EXERCISE TASK: Make an exact copy of the records, dropping all pictures.

RECORDS FOR THE EXERCISE:
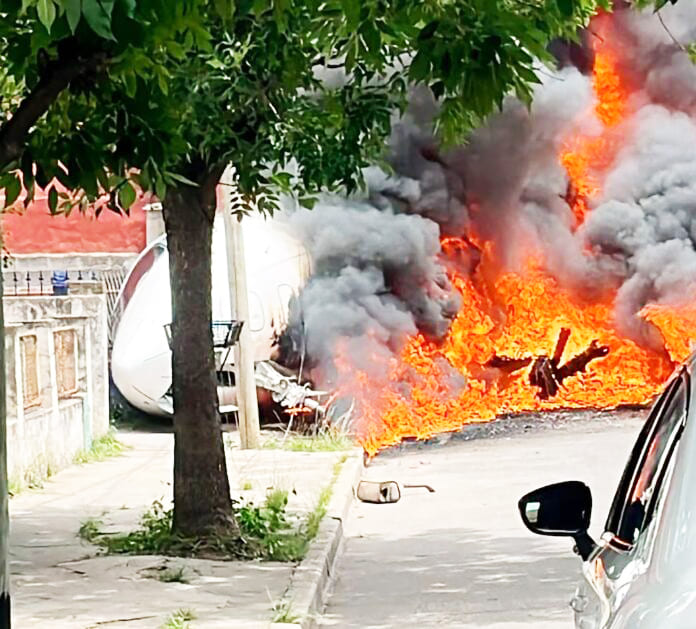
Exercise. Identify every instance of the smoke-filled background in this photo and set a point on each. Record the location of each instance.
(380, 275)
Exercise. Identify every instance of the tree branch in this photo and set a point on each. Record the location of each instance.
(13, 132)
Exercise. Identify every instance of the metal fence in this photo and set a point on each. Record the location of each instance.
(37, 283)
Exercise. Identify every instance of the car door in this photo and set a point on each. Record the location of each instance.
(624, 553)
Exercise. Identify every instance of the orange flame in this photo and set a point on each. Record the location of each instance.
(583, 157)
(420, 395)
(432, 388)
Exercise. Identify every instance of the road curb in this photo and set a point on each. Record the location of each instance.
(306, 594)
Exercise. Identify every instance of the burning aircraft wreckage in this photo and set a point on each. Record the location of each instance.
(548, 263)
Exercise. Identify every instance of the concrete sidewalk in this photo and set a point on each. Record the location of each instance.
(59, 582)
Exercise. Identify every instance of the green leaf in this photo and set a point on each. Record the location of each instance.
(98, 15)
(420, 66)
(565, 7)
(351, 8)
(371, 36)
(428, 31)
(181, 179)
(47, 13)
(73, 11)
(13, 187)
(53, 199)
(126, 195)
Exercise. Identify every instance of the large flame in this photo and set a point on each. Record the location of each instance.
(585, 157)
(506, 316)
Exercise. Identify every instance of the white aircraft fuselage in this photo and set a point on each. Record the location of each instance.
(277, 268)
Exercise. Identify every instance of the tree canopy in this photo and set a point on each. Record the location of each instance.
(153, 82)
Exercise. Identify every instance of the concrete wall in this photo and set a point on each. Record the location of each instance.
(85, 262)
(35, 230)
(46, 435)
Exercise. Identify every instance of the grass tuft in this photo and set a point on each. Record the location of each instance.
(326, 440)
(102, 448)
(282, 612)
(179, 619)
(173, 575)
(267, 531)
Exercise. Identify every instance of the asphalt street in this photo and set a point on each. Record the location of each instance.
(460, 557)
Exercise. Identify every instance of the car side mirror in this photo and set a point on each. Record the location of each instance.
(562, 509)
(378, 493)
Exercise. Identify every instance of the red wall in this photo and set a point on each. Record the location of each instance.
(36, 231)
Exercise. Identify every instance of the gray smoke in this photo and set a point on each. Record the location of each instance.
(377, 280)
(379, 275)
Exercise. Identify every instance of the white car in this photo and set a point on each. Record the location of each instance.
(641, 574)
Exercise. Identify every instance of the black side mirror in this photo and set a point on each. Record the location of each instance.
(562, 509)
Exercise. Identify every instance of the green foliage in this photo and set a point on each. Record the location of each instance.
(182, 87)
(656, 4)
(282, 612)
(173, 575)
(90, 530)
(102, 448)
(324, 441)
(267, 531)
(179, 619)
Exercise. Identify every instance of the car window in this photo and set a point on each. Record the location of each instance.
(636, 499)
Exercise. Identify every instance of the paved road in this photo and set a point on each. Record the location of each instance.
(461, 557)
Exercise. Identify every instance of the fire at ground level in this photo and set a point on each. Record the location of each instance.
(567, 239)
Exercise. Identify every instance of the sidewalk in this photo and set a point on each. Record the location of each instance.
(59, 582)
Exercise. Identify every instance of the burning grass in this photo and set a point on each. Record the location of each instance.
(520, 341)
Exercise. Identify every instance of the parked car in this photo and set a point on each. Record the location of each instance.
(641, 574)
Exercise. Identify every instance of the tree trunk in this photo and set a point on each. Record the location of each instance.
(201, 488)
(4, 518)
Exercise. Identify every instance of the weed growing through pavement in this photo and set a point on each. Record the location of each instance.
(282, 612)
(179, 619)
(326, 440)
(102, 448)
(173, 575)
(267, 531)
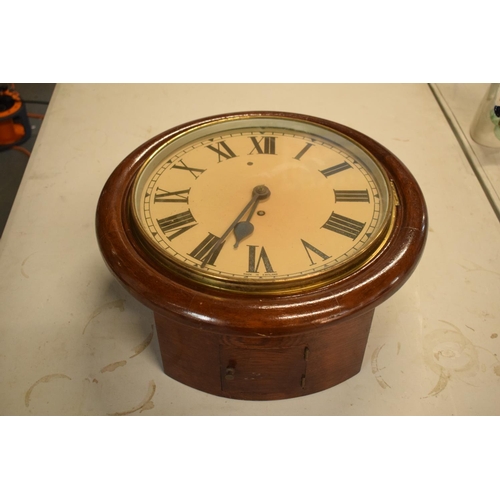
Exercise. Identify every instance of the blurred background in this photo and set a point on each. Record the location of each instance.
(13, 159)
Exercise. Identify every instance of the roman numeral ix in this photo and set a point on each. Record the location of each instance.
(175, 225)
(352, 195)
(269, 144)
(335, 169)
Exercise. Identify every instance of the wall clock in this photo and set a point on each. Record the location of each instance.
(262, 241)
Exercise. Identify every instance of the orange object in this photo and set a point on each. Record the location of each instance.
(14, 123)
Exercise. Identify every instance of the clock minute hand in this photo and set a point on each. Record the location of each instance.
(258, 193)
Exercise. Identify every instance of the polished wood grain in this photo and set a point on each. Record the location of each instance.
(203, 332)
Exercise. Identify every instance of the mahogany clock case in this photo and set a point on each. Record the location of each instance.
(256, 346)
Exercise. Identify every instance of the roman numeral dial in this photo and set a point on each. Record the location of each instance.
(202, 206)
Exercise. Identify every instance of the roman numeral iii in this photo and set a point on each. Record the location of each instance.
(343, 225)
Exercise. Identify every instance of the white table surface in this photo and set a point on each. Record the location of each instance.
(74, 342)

WRITTEN RESPONSE:
Exercise. Identify every instance of the smoke-filled background in this photo and set a point on each. Record the location of each instance.
(380, 275)
Exercise. Identify every instance of the tree branch in this photo and set a point on each. Record the location of each instance.
(13, 132)
Exercise. Identify every instance of the metal fence in this photo and set a point on each. Record the location of each instance.
(37, 283)
Exercise. Identify every instance of the car door in this photo and set a point on each. Record the location of each instance.
(624, 553)
Exercise. Identify every instance of the orange flame in this photo and set a point on each. Record the location of each instance.
(583, 157)
(420, 395)
(432, 388)
Exercise. Identify every instance of the road curb in this photo and set a point on each. Record the location of each instance.
(306, 594)
Exercise. Identify every instance of the burning aircraft wreckage in this photo and set a point on each. Record the location of each instance.
(548, 263)
Exercise. Identify every instance of the concrete sidewalk in this photo and set a point on each. Record the location of each instance.
(59, 582)
Exercise. Identify every instance of the green leaf in this photo and set a point on each. Record the location of each instance.
(98, 15)
(420, 66)
(565, 7)
(351, 8)
(371, 36)
(428, 31)
(181, 179)
(47, 13)
(73, 11)
(13, 187)
(53, 199)
(126, 195)
Exercise. Identify every instance of the large flame in this photo and set a point on each. Record the location of each instance.
(585, 157)
(506, 316)
Exercise. Identify every instance of the white aircraft fuselage in this photo and set a point on each. Record the location of each instance.
(277, 268)
Exercise. Identify every instance of the tree canopy in this photo and set a point on each. Record the location of each instance.
(153, 82)
Exercise. Identify every instance of the concrete wall in this photo and set a point on each. Record the location of each instance.
(85, 262)
(35, 230)
(46, 435)
Exercise. Identify every instance of the grass tuft in this photo and set a point on each. Record the location of each instance.
(326, 440)
(102, 448)
(282, 612)
(179, 619)
(173, 575)
(267, 531)
Exercise. Identify every instance of the asphalt street in this photo and set a point on each. Record the location of each instance.
(460, 557)
Exercise. Identify every instance of the car side mirror in this photo and set a point on each. Record the location of each instance.
(562, 509)
(378, 493)
Exercise. Identify every instance of the red wall in this photo and set a point on each. Record the location of each instance.
(36, 231)
Exercise. Identify every instance of the gray smoke in this photo and set a point on each. Record the location of each instance.
(377, 280)
(379, 275)
Exercise. Identify every instance of the white car in this photo and set a point on each. Record the location of each instance.
(641, 574)
Exercise. Identify every instance of the black side mirror in this photo and set a point on each. Record the location of each instance.
(562, 509)
Exercise. Identify every instance of the green foliage in this photo and set a point on each. Record the location of each instance.
(182, 87)
(656, 4)
(282, 612)
(173, 575)
(90, 530)
(102, 448)
(324, 441)
(267, 531)
(179, 619)
Exercise. Identify every instance of the car window in this photo and set a point on each. Record the location of each instance.
(636, 499)
Exercise. Identify every instance of the paved road in this photo and set a point on each. Record the location of each instance.
(461, 557)
Exercise. Identify every instance of the fire at ground level in this photo and set a point on each. Record the location of each instance.
(567, 239)
Exercise. Identify every instance of the sidewalk in this photo and set a point on each. Record the location of each instance.
(59, 582)
Exercise. Identify every instance of the burning grass in this photo and set a point on each. Record the location of each instance.
(520, 341)
Exercise. Identify every instance of the parked car in this photo and set a point on each. Record the location of each instance.
(641, 574)
Exercise. Identify every instance of the tree trunk in this photo and set a point on each. Record the location of each instance.
(201, 488)
(4, 518)
Exercise. Identify every instance of the weed growing through pavement in this photo and set a point on each. Record the location of each instance.
(282, 612)
(179, 619)
(326, 440)
(102, 448)
(173, 575)
(267, 531)
Exercise. Identify every instance of the blurred background in this photo and set a point on each. Record the location of each instance.
(13, 159)
Exercise. Identify every instance of the roman numeral ix in this photo and set a point on each. Record the location of each instance.
(175, 225)
(352, 195)
(269, 144)
(335, 169)
Exercise. Identify every instance of the wall clock in this photo and set a point on each. Record the location of each instance.
(262, 241)
Exercise. Identify every instance of the orange object in this photo and set a point on each. Record the location of each instance.
(14, 123)
Exercise. Identify every instance of the clock minute hand in this photo and set a point on each. Record the location of each instance.
(258, 193)
Exercise. Identify every instance of the polished wood grain in this photo and set a point on each. Record the location of each instance.
(203, 332)
Exercise. Identify every instance of the mahogany clock case in this photo and set a point on each. Record the location of each instance.
(256, 346)
Exercise. Identify every instance of the roman numeral dial in this photo and set a point on each. Record the location of each instance.
(202, 206)
Exercise. Identify every instance of the roman numeral iii in this photo and set a point on each. Record the location of each instance.
(343, 225)
Exercise. Identify every instance of the white table surface in this photo and set a point on each. Record the location of each instance.
(74, 342)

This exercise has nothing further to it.